What you should do | Would you transcribe the listing that follows, character for character, and omit its images?

═══

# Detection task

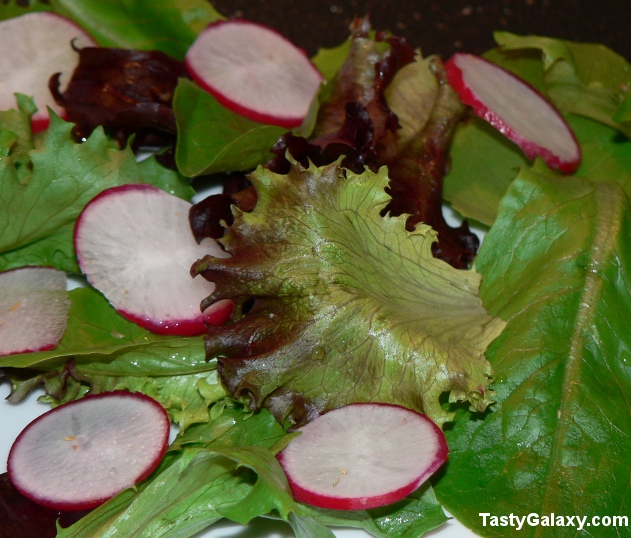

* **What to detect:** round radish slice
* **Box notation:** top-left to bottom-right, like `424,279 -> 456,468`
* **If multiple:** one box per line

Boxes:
7,391 -> 170,511
444,52 -> 581,174
0,12 -> 96,132
74,184 -> 232,336
277,403 -> 448,510
185,20 -> 323,128
0,267 -> 70,356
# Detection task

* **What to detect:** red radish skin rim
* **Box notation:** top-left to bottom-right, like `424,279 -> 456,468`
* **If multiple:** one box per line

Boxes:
7,391 -> 170,511
74,184 -> 231,336
0,12 -> 97,133
444,53 -> 581,174
118,297 -> 234,335
185,20 -> 323,129
277,403 -> 448,511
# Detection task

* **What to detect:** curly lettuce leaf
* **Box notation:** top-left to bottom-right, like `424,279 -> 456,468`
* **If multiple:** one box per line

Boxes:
0,102 -> 194,272
434,164 -> 631,536
50,0 -> 223,60
193,159 -> 505,427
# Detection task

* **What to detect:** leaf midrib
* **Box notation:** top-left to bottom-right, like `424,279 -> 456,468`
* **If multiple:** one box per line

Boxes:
537,181 -> 623,532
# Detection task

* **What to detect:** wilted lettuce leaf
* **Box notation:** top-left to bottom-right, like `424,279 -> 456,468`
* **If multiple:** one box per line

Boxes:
434,164 -> 631,536
51,0 -> 224,60
193,158 -> 505,428
0,102 -> 194,272
51,46 -> 190,148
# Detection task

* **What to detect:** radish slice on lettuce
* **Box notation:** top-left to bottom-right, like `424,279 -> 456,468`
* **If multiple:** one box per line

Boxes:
277,403 -> 448,510
74,184 -> 232,336
185,20 -> 324,128
7,391 -> 170,511
444,52 -> 581,174
0,267 -> 70,356
0,12 -> 96,132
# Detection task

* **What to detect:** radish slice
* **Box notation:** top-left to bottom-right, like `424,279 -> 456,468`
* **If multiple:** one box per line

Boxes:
7,391 -> 170,511
0,12 -> 96,132
0,267 -> 70,356
277,403 -> 448,510
74,184 -> 232,336
185,20 -> 323,128
444,52 -> 581,174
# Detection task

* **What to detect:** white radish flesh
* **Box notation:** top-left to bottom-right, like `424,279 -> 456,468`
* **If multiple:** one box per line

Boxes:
7,391 -> 170,510
0,267 -> 70,356
185,20 -> 323,128
444,52 -> 581,174
74,184 -> 231,336
277,403 -> 448,510
0,12 -> 96,132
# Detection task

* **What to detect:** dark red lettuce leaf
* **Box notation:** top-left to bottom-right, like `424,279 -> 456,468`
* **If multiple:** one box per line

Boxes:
50,47 -> 189,150
0,473 -> 89,538
191,20 -> 478,268
380,58 -> 478,268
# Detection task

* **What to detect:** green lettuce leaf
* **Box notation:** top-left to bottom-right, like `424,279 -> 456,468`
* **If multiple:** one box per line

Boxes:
444,34 -> 631,226
50,0 -> 223,60
434,164 -> 631,536
447,116 -> 631,227
0,103 -> 194,272
0,0 -> 51,22
299,483 -> 447,538
0,288 -> 207,370
0,287 -> 223,428
445,113 -> 631,226
56,404 -> 318,538
193,159 -> 505,427
384,55 -> 439,150
174,79 -> 286,177
492,32 -> 631,137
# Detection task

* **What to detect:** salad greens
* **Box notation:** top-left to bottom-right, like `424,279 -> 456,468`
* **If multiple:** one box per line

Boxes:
193,159 -> 503,427
1,1 -> 630,537
435,164 -> 631,536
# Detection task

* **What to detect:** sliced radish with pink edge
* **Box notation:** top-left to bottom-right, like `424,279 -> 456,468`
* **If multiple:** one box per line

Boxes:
444,52 -> 581,174
74,184 -> 232,336
7,391 -> 170,511
0,12 -> 96,133
277,403 -> 448,510
0,266 -> 70,356
185,19 -> 324,128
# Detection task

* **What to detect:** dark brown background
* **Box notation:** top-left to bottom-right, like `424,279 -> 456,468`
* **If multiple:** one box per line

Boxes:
211,0 -> 630,60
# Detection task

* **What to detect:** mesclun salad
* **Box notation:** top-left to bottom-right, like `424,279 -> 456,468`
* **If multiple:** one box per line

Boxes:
1,1 -> 630,537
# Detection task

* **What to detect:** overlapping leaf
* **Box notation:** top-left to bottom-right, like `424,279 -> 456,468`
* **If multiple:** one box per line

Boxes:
434,165 -> 631,536
193,159 -> 505,428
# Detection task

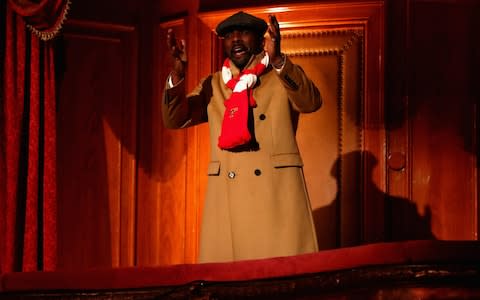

═══

Answer to the exercise |
# Detection task


* **What to detect:** round radish slice
* **Box notation:** top-left to bottom-right, like `424,279 -> 456,468`
* **If multiple:** one box per line

Boxes:
7,391 -> 170,511
444,52 -> 581,174
0,12 -> 96,132
74,184 -> 232,336
277,403 -> 448,510
185,20 -> 323,128
0,267 -> 70,356
# Detection task

* **What to detect:** red radish skin rim
* **Box notation:** top-left to bottom-right, like `424,279 -> 456,468`
* **If multiple:** one box per line

Boxes:
7,391 -> 170,511
74,184 -> 231,336
0,12 -> 97,133
444,53 -> 581,174
118,297 -> 234,335
185,20 -> 323,129
277,403 -> 448,511
# Detection task

* **What to detect:** curly lettuce leaf
* **Box notation:** top-left to bottom-right, like `424,279 -> 456,468`
* **If multiple:** one box per line

Boxes:
0,102 -> 194,272
434,164 -> 631,536
50,0 -> 223,60
193,159 -> 505,427
# Detection task

* **What to detect:** leaf midrib
* **Box notation:** top-left to bottom-right, like `424,279 -> 456,468`
* **If multiple:** one box per line

Boxes:
537,181 -> 623,532
# Detection task

* **What to detect:** wilted lettuce leaf
* **Box notation:** top-left to bottom-right, like `424,279 -> 456,468`
* **If multiple:** one box per line

Boxes:
434,164 -> 631,536
51,0 -> 224,60
193,158 -> 505,428
0,102 -> 194,272
51,46 -> 190,148
# Detection task

* **What to detect:** radish slice on lettuce
* **Box notation:** top-left to bottom-right, like `424,279 -> 456,468`
* **If multiple:** one box per line

Boxes:
277,403 -> 448,510
74,184 -> 232,336
185,20 -> 324,128
7,391 -> 170,511
444,52 -> 581,174
0,267 -> 70,356
0,12 -> 96,132
# Detection task

* **What to detect:** radish slice
* **Box notation:** top-left to bottom-right, like `424,279 -> 456,468`
* **If multiple:** one box per line

Boxes:
7,391 -> 170,511
0,12 -> 96,132
0,267 -> 70,356
277,403 -> 448,510
74,184 -> 232,336
185,20 -> 323,128
444,52 -> 581,174
# Detection task

* **What to detect:** white radish flesh
* **Box notation:** top-left to bottom-right, like `424,279 -> 456,468`
* **If multiple:** one box per line

Boxes:
7,391 -> 170,510
0,267 -> 70,356
185,20 -> 323,128
444,52 -> 581,174
74,184 -> 231,336
277,403 -> 448,510
0,12 -> 96,132
# Detection task

* **What to detect:** dark red lettuce leaf
* **Box notation:** top-left to bottom-right, like `424,279 -> 456,468`
* **If multiple:** one box per line

Boxes:
50,47 -> 189,150
0,473 -> 89,538
191,20 -> 478,268
380,58 -> 478,268
# Detection task

* **What to detect:** green lettuce leaf
* **Box notation:** top-left to bottom-right, like `424,279 -> 456,468`
* **If multiple:** one box per line

Boxes:
444,34 -> 631,226
50,0 -> 223,60
434,164 -> 631,536
447,116 -> 631,227
0,103 -> 194,272
0,0 -> 51,22
299,483 -> 447,538
0,288 -> 207,370
0,287 -> 223,428
445,113 -> 631,226
56,404 -> 318,538
193,159 -> 505,427
384,55 -> 439,150
174,79 -> 286,177
492,32 -> 631,137
# Detection task

* **What to detect:** salad greens
* **Box notation:** top-left to bottom-right, like `424,279 -> 456,468`
* **If multiple:** one box per line

Boxes:
193,159 -> 503,427
1,1 -> 630,537
435,164 -> 631,536
# Detection task

* **What to detect:** sliced radish with pink edge
* **Box notation:** top-left to bottom-right, like `424,279 -> 456,468`
* **If multiple:** one box per line

Boxes:
444,52 -> 581,174
74,184 -> 232,336
7,391 -> 170,511
0,12 -> 96,133
277,403 -> 448,510
0,266 -> 70,356
185,19 -> 324,128
# Detection task

* **What to detect:** dark brown background
* **Box notation:** top-left to bottom-right, like `424,279 -> 456,468`
* **If multiple:** one box per line

Boxes:
211,0 -> 630,60
# Detection task

* **What to detect:** mesclun salad
* **Box notation:** top-left to bottom-right, like `424,279 -> 456,468`
* **If multiple:** one box per line

Boxes:
1,1 -> 630,537
# Detection task

* **What to detect:** overlapping leaf
* **Box notation:** top-left to bottom-right, like `424,279 -> 456,468`
* **If multiple:** one box per line

Boxes:
434,165 -> 631,536
193,159 -> 505,428
# Detection task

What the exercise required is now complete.